*TEXT PASSAGE*:

MEM.sde: Moment Equations Methods for SDE's

Description

Calculate and numerical approximation of moment equations (Symbolic ODE's of means and variances-covariance) at any time for SDE's (1,2 and 3 dim) for the two cases Ito and Stratonovich interpretations.

Usage

MEM.sde(drift, diffusion, ...)
# S3 method for default
MEM.sde(drift, diffusion, corr = NULL, type = c("ito", "str"), solve = FALSE, 
      parms = NULL, init = NULL, time = NULL, ...)
					
# S3 method for MEM.sde
summary(object, at , ...)

Value

Symbolic ODE's of means and variances-covariance. If solve=TRUE approximate the moment of SDE's at any time.

Arguments

drift: drift coefficient: an expression 1-dim(t,x), 2-dim(t,x,y) or 3-dim(t,x,y,z).
diffusion: diffusion coefficient: an expression 1-dim(t,x), 2-dim(t,x,y) or 3-dim(t,x,y,z).
corr: the correlation coefficient '|corr|<=1' of W1(t) and W2(t) (2d) must be an expression length equal 1. And for 3d (W1(t),W2(t),W3(t)) an expressions length equal 3. See examples.
type: type of process "ito" or "Stratonovich"; the default type="ito".
solve: if solve=TRUE solves a system of ordinary differential equations.
parms: parameters passed to drift and diffusion.
init: the initial (state) values for the ODE system. for 1-dim (m=x0,S=0), 2-dim (m1=x0,m2=y0,S1=0,S2=0,C12=0) and for 3-dim (m1=x0,m2=y0,m3=z0,S1=0,S2=0,S3=0,C12=0,C13=0,C23=0), see examples.

*RECORDS PROVIDED*:

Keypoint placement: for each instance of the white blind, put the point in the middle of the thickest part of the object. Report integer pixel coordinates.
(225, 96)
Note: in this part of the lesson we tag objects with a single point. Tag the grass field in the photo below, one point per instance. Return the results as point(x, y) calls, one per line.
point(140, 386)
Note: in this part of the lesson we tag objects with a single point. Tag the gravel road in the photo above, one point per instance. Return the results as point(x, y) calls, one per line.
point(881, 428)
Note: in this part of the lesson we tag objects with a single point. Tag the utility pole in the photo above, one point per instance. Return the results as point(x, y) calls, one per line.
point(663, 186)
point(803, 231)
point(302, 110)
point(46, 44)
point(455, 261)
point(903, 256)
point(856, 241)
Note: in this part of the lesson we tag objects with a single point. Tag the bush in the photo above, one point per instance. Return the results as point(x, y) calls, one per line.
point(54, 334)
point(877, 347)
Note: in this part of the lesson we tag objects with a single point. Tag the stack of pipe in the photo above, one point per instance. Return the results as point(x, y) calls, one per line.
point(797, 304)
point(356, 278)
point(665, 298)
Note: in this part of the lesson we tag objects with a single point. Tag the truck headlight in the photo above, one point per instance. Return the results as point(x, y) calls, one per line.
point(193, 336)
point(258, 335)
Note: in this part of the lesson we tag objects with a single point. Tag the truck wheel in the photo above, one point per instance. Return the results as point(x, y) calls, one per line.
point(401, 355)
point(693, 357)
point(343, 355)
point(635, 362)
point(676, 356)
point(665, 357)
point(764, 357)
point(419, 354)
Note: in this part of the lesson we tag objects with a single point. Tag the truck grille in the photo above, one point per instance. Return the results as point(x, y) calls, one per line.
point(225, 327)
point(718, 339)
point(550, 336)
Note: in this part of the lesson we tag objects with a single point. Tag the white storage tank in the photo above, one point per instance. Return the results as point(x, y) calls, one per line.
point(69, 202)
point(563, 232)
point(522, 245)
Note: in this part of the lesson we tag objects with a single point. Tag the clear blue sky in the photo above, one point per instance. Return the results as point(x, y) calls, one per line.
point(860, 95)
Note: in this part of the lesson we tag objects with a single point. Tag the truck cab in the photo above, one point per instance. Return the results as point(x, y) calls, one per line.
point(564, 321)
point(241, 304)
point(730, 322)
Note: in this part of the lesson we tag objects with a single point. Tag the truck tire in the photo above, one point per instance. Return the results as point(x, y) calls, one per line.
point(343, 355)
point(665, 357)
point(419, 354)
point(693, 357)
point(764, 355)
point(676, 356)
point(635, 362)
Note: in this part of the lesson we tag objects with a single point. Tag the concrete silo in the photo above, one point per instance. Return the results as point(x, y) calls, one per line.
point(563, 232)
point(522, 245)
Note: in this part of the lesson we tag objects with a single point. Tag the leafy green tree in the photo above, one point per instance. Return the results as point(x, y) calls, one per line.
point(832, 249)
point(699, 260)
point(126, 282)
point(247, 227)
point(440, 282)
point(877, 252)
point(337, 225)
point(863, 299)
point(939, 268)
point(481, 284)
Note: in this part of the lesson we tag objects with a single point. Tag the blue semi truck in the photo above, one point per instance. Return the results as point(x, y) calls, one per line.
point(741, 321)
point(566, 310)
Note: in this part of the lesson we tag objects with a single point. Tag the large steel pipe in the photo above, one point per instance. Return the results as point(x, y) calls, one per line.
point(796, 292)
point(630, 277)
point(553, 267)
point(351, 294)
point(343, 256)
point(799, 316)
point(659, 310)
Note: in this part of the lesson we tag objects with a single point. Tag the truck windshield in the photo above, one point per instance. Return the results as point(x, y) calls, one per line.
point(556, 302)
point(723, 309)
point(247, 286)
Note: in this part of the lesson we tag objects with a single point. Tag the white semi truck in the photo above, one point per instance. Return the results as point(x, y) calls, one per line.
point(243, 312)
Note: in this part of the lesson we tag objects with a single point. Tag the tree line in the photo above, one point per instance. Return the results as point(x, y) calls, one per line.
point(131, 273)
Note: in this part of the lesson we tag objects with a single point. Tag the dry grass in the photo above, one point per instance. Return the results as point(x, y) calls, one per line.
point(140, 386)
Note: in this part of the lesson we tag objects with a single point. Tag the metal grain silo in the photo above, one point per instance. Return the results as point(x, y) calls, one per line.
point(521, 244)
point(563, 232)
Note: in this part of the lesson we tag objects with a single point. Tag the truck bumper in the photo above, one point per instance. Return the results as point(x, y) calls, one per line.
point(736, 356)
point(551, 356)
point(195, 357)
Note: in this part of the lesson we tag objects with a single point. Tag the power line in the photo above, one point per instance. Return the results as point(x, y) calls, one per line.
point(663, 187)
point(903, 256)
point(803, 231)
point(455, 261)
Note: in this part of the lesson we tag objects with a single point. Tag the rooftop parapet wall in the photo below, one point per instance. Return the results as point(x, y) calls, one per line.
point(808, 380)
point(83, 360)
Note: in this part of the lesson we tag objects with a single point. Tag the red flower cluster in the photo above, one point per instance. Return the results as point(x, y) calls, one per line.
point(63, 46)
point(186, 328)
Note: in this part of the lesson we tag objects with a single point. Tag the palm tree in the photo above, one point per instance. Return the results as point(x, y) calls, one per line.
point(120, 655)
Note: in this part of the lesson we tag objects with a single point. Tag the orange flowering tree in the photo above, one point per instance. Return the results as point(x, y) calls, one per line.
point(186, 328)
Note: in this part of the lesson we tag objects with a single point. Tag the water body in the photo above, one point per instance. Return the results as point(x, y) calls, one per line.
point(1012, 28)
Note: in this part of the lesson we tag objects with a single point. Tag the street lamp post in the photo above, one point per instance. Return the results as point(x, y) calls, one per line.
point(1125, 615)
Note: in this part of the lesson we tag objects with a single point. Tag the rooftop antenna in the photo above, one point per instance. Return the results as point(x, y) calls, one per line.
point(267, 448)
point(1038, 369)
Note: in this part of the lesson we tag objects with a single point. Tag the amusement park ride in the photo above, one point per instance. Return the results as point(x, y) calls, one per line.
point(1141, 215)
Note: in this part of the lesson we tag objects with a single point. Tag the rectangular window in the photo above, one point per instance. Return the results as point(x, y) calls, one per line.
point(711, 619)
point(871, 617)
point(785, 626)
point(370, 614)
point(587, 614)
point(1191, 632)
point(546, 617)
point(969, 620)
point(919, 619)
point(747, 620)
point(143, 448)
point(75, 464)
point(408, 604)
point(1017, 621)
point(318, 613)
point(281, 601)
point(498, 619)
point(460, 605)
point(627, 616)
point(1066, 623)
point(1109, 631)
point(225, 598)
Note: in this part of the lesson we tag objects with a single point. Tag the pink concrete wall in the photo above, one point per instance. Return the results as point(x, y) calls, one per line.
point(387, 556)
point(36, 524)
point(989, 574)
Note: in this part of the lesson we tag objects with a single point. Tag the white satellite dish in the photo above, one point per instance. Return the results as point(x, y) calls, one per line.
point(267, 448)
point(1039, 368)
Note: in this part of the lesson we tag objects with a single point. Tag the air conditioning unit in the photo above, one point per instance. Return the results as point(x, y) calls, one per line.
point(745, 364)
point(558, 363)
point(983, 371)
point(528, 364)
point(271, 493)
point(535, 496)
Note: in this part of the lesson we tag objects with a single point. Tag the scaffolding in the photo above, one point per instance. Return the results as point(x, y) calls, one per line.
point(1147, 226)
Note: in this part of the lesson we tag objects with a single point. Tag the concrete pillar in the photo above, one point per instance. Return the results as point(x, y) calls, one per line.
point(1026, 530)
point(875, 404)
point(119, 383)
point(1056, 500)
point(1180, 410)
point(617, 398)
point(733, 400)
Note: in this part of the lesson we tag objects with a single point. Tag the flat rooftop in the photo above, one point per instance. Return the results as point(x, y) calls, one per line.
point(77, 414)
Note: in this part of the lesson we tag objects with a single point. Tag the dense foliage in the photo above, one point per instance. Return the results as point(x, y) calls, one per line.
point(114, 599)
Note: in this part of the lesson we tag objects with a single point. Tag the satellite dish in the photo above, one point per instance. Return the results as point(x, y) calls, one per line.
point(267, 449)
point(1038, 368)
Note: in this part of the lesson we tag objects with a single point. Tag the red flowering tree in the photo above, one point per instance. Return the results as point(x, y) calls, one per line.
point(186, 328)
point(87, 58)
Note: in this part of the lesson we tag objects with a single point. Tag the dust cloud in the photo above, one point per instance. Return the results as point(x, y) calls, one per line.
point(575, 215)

*ACTIONS TO TAKE*:
1. Could you reproduce the MEM.sde documentation in full, word for word?
2. Can you recast the rows, starting with the row that contains "Tag the scaffolding" and going on through the row that contains "point(1147, 226)", as a Markdown table with the columns No. and Text, numbering each line and leaving out blank lines?

*RESPONSES IN ORDER*:
1.
MEM.sde: Moment Equations Methods for SDE's

Description

Calculate and numerical approximation of moment equations (Symbolic ODE's of means and variances-covariance) at any time for SDE's (1,2 and 3 dim) for the two cases Ito and Stratonovich interpretations.

Usage

MEM.sde(drift, diffusion, ...)
# S3 method for default
MEM.sde(drift, diffusion, corr = NULL, type = c("ito", "str"), solve = FALSE, 
      parms = NULL, init = NULL, time = NULL, ...)
					
# S3 method for MEM.sde
summary(object, at , ...)

Value

Symbolic ODE's of means and variances-covariance. If solve=TRUE approximate the moment of SDE's at any time.

Arguments

drift: drift coefficient: an expression 1-dim(t,x), 2-dim(t,x,y) or 3-dim(t,x,y,z).
diffusion: diffusion coefficient: an expression 1-dim(t,x), 2-dim(t,x,y) or 3-dim(t,x,y,z).
corr: the correlation coefficient '|corr|<=1' of W1(t) and W2(t) (2d) must be an expression length equal 1. And for 3d (W1(t),W2(t),W3(t)) an expressions length equal 3. See examples.
type: type of process "ito" or "Stratonovich"; the default type="ito".
solve: if solve=TRUE solves a system of ordinary differential equations.
parms: parameters passed to drift and diffusion.
init: the initial (state) values for the ODE system. for 1-dim (m=x0,S=0), 2-dim (m1=x0,m2=y0,S1=0,S2=0,C12=0) and for 3-dim (m1=x0,m2=y0,m3=z0,S1=0,S2=0,S3=0,C12=0,C13=0,C23=0), see examples.

2.
| No. | Text |
|---|---|
| 1 | Note: in this part of the lesson we tag objects with a single point. Tag the scaffolding in the photo above, one point per instance. Return the results as point(x, y) calls, one per line. |
| 2 | point(1147, 226) |